### What this task involves
Please return each record exactly as it stands.

### Provided entries
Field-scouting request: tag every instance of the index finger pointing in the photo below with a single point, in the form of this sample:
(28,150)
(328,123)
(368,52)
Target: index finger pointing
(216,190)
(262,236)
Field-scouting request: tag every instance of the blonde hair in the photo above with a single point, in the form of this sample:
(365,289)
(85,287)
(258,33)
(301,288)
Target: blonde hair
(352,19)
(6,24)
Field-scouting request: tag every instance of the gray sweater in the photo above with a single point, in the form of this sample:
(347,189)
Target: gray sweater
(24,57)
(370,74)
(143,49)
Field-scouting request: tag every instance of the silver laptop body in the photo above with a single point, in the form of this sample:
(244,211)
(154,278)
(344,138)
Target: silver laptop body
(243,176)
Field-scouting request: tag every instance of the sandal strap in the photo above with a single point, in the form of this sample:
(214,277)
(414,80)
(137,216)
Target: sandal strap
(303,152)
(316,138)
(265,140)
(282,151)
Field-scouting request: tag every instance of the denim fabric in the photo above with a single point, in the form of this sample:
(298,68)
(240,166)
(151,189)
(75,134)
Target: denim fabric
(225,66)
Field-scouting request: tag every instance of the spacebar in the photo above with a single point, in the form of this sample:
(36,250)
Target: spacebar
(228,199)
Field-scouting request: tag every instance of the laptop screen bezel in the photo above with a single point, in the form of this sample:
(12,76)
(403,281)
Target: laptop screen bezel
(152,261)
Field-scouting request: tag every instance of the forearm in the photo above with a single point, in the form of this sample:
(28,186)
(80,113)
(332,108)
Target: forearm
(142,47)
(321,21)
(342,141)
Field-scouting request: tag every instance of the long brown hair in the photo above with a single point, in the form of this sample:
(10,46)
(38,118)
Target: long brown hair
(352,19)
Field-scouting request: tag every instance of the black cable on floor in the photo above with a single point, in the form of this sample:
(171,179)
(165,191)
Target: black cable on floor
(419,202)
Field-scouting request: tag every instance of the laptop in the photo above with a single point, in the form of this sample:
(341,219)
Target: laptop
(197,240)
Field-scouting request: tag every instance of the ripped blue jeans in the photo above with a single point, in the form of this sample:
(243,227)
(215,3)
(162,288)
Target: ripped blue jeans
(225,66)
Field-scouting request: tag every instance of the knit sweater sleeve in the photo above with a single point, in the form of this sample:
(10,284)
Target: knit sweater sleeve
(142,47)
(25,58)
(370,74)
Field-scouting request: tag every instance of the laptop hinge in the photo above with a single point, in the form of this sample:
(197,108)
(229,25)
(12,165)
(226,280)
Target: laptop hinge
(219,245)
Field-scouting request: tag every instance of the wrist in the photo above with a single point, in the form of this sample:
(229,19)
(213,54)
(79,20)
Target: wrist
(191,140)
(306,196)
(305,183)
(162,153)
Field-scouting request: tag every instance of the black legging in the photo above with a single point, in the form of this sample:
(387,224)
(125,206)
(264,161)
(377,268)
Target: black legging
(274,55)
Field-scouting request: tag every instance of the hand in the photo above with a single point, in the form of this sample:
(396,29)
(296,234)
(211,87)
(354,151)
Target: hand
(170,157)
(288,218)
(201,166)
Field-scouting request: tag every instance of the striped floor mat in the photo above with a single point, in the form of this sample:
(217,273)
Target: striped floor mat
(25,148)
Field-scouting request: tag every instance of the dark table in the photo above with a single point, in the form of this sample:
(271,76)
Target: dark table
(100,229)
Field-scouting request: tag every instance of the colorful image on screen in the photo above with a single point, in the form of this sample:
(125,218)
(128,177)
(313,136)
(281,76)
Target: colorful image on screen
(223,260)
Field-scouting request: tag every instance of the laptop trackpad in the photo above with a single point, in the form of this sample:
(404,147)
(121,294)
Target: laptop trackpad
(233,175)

### Answer for this exercise
Field-scouting request: tag every instance of the index finger pointing in the photo below with a single point, in the form of this sample:
(28,150)
(328,123)
(368,52)
Target: index finger pointing
(216,190)
(262,236)
Field-scouting request: tag every instance of the blonde hair in the photo above with a single point, in the form of this sample:
(365,289)
(85,287)
(258,33)
(301,288)
Target: blonde hair
(352,19)
(6,24)
Field-scouting request: tag every instance of the gray sweater in the photo above with a single point, in the form of this sample:
(347,189)
Target: gray sweater
(24,57)
(370,74)
(143,49)
Field-scouting request: tag every instance of the silver laptop body in the photo above with a single point, in the form of this sample:
(244,211)
(154,278)
(344,138)
Target: silver laptop body
(243,176)
Field-scouting request: tag every instance of the sandal strap in the photo above with a single point, in the form of this sample:
(214,277)
(414,80)
(137,216)
Target: sandal strap
(303,152)
(316,138)
(265,140)
(282,151)
Field-scouting request: tag every instance of the denim fabric in the photo above with a single point, in the form of this sample:
(298,68)
(240,166)
(151,189)
(75,134)
Target: denim fabric
(225,66)
Field-scouting request: tag every instance of the spacebar in the photo above with a single point, in the form of this sample:
(36,250)
Target: spacebar
(228,199)
Field-scouting request: tag every instance of the laptop screen bezel in the photo above with a single point, in the form of this sample:
(12,76)
(403,281)
Target: laptop screen bezel
(152,261)
Field-scouting request: tag every instance of the forearm in the photo above with a single point, in the form of this sample:
(28,186)
(80,113)
(332,108)
Target: forearm
(142,47)
(321,21)
(342,141)
Field-scouting request: tag every instance of the long brown hair in the photo above with a single point, in the form of this sample:
(10,46)
(38,118)
Target: long brown hair
(352,19)
Field-scouting request: tag every instance of the black cable on floor in the photo above with a single point, in the form of this sample:
(171,179)
(165,191)
Target: black cable on floor
(419,202)
Field-scouting request: tag every instance of the laptop in the photo above with a single point, in the form of this sample:
(341,219)
Target: laptop
(197,240)
Field-scouting request: tag every instance of the ripped blue jeans in the photo above with a single point, in the form of this sample:
(243,227)
(215,3)
(162,288)
Target: ripped blue jeans
(225,66)
Field-scouting request: tag every instance of the knit sweater sleeve in the photo above with a single point, in the form of this sample:
(10,284)
Target: knit sweater sleeve
(142,47)
(25,58)
(370,74)
Field-scouting request: tag every instance of the laptop hinge in the photo above with a single point, in the form of this sample:
(197,108)
(229,25)
(12,165)
(226,280)
Target: laptop hinge
(219,245)
Field-scouting request: tag every instance of the wrist in the photo above with a single point, in the form of this sample:
(229,19)
(213,54)
(79,20)
Target: wrist
(191,140)
(306,196)
(305,183)
(162,153)
Field-scouting request: tag every instance of the black legging in the photo above with a single point, in the form of this sample:
(387,224)
(125,206)
(264,161)
(377,268)
Target: black legging
(274,55)
Field-scouting request: tag every instance of the hand in the photo above with a single point, in the form of this sample:
(396,29)
(296,234)
(211,87)
(354,151)
Target: hand
(170,157)
(288,218)
(201,166)
Field-scouting request: tag every instance of the striped floor mat in the photo above with a single point, in the form of this sample:
(217,273)
Target: striped floor mat
(25,148)
Field-scouting request: tag every instance of the dark table in the photo above with a single point, in the form of this sample:
(271,76)
Target: dark table
(100,229)
Field-scouting request: tag every instance of the colorful image on screen in the photo above with a single point, in the form of this sample:
(125,218)
(128,177)
(313,136)
(281,76)
Target: colorful image on screen
(223,260)
Field-scouting request: tag every instance of the laptop trackpad in the photo above with a single point, in the form of this sample:
(404,147)
(121,294)
Target: laptop trackpad
(233,175)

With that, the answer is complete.